=== Problem to work on ===
Write each entry again exactly as shown, but without the images it holds.

Image point grounding data:
┌──
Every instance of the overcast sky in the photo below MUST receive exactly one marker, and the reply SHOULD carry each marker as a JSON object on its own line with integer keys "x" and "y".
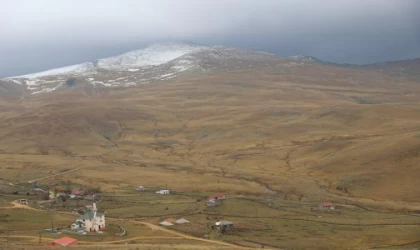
{"x": 41, "y": 34}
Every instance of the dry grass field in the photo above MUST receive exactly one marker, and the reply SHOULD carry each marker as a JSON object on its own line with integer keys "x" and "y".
{"x": 297, "y": 136}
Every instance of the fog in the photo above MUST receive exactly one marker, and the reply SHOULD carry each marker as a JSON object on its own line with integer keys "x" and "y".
{"x": 44, "y": 34}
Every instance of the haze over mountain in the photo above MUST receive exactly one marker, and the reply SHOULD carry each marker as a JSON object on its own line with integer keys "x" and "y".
{"x": 47, "y": 34}
{"x": 245, "y": 148}
{"x": 160, "y": 61}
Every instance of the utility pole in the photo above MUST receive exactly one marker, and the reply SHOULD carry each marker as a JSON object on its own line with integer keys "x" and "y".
{"x": 7, "y": 243}
{"x": 40, "y": 237}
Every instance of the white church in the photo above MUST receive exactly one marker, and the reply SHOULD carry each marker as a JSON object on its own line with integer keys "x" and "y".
{"x": 91, "y": 221}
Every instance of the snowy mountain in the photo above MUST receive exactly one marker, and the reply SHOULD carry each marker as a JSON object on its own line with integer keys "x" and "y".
{"x": 160, "y": 61}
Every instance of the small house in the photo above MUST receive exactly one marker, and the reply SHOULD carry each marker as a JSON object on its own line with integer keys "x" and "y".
{"x": 78, "y": 192}
{"x": 166, "y": 223}
{"x": 164, "y": 191}
{"x": 52, "y": 183}
{"x": 182, "y": 221}
{"x": 224, "y": 226}
{"x": 92, "y": 221}
{"x": 212, "y": 203}
{"x": 327, "y": 205}
{"x": 65, "y": 241}
{"x": 23, "y": 201}
{"x": 218, "y": 197}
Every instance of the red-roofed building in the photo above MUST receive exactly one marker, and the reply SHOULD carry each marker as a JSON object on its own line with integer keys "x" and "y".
{"x": 78, "y": 192}
{"x": 218, "y": 197}
{"x": 327, "y": 205}
{"x": 65, "y": 241}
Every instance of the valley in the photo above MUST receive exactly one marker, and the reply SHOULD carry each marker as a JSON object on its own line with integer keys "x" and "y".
{"x": 279, "y": 136}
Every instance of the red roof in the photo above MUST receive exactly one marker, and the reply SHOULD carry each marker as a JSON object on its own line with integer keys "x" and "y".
{"x": 78, "y": 192}
{"x": 217, "y": 196}
{"x": 65, "y": 241}
{"x": 327, "y": 204}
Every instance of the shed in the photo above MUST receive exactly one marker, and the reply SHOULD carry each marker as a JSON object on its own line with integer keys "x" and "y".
{"x": 23, "y": 201}
{"x": 327, "y": 205}
{"x": 165, "y": 223}
{"x": 212, "y": 202}
{"x": 182, "y": 221}
{"x": 164, "y": 191}
{"x": 218, "y": 197}
{"x": 224, "y": 225}
{"x": 78, "y": 192}
{"x": 65, "y": 241}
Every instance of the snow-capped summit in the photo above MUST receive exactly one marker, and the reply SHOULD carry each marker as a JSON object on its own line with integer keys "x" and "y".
{"x": 153, "y": 55}
{"x": 157, "y": 62}
{"x": 304, "y": 58}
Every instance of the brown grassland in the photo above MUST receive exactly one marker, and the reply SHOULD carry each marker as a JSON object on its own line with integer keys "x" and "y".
{"x": 277, "y": 143}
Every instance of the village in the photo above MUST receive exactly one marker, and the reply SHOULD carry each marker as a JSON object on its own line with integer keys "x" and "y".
{"x": 106, "y": 217}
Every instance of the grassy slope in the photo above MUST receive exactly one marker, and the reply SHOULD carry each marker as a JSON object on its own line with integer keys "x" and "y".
{"x": 302, "y": 132}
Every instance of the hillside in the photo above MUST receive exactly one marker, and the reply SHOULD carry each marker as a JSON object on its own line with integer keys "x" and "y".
└──
=== The completed task ===
Every instance of the overcast sky in the photo below MUST receive exactly one marker, and the reply SHOULD carry each marker as a JSON object on its own line with integer keys "x" and "y".
{"x": 41, "y": 34}
Every instance of the dry grass field in the photo above MUST receive exactly one marker, and the reply SHOULD carry each marker as a JSON object on its own line with integer keys "x" and "y".
{"x": 297, "y": 136}
Every instance of the fog in the photo above MUST receive exactly one marker, and the reply SHOULD carry each marker as a JSON object on its own line with integer keys "x" and "y".
{"x": 44, "y": 34}
Every instance of the haze over mountain in the photo above MUST receive exactly one marker, and the reply SHOULD carry each marker as a JSON object on its own line with integer keys "x" and "y".
{"x": 47, "y": 34}
{"x": 245, "y": 148}
{"x": 160, "y": 61}
Every instance of the utility pole in the photo above MUST receive exactly one marker, and the reply SHOULD carry each marker as a JSON object on its own line with integer keys "x" and "y".
{"x": 7, "y": 243}
{"x": 40, "y": 237}
Every instance of the white church in the photo above MUST receive exactly one marker, and the reply SHOULD carry each marker as a JSON object on its own line with integer keys "x" and "y".
{"x": 91, "y": 221}
Every instance of the snowy mountain in the photo above MUST receive exactly one marker, and the reply SHOULD carry each marker as a JSON object on its own line with integer keys "x" and "y".
{"x": 160, "y": 61}
Every instance of the small house in the photo above MUST receive exactly one marker, and the reply SHOULD carry each marker as a JSON object on its own line with integer keys "x" and "y".
{"x": 78, "y": 192}
{"x": 166, "y": 223}
{"x": 164, "y": 191}
{"x": 52, "y": 183}
{"x": 182, "y": 221}
{"x": 224, "y": 226}
{"x": 92, "y": 221}
{"x": 212, "y": 203}
{"x": 327, "y": 205}
{"x": 65, "y": 241}
{"x": 23, "y": 201}
{"x": 218, "y": 197}
Every instance of the red-roofed building in the photo above MUST receive exactly one marker, and the reply SHOULD carry each marker as a JSON object on its own line with integer keys "x" and "y".
{"x": 78, "y": 192}
{"x": 218, "y": 197}
{"x": 327, "y": 205}
{"x": 65, "y": 241}
Every instance of the valley in the photo above MUST receive exactly one marker, and the reply SHOULD carry each marker as a JSON object on its own line with integer keys "x" and "y".
{"x": 279, "y": 136}
Every instance of the red roof in the photo above MUST receive exactly one marker, and the reply SHOULD carry each marker as a JSON object on its own line with integer keys "x" and "y".
{"x": 78, "y": 192}
{"x": 217, "y": 196}
{"x": 65, "y": 241}
{"x": 327, "y": 204}
Every instance of the shed in the photo above MUST receive exactly one marker, and the reply SHOULD carry each marker as a JSON object on its own line with integer keys "x" and "y".
{"x": 23, "y": 201}
{"x": 327, "y": 205}
{"x": 165, "y": 223}
{"x": 212, "y": 202}
{"x": 182, "y": 221}
{"x": 164, "y": 191}
{"x": 218, "y": 197}
{"x": 224, "y": 225}
{"x": 78, "y": 192}
{"x": 65, "y": 241}
Every instance of the snow-capped summit in the photo above MUST receive exactly one marker, and the reply SHOULD carry each marker as a JSON object on its own line with integer keys "x" and "y".
{"x": 153, "y": 55}
{"x": 157, "y": 62}
{"x": 304, "y": 58}
Every instance of the brown grassland in the photo above MUST receive exactly one marker, and the reply SHOULD carry each marker as a JSON object on its own line with integer keys "x" and "y".
{"x": 277, "y": 143}
Every instance of the village in the photo above MUST receive exactly one marker, and the reply SHOULD carry each marker as a JSON object on its own line with integer keys "x" and "y".
{"x": 106, "y": 217}
Every instance of the grassy slope in the photo above MUST receive exactly one marker, and the reply SHOULD carry each marker as a JSON object on its own line with integer keys "x" and "y".
{"x": 302, "y": 132}
Every instance of the hillside in the photo above MUST receive exactly one marker, and the reply SHOULD carry each marker as a JSON object on its own line with integer keys "x" and "y".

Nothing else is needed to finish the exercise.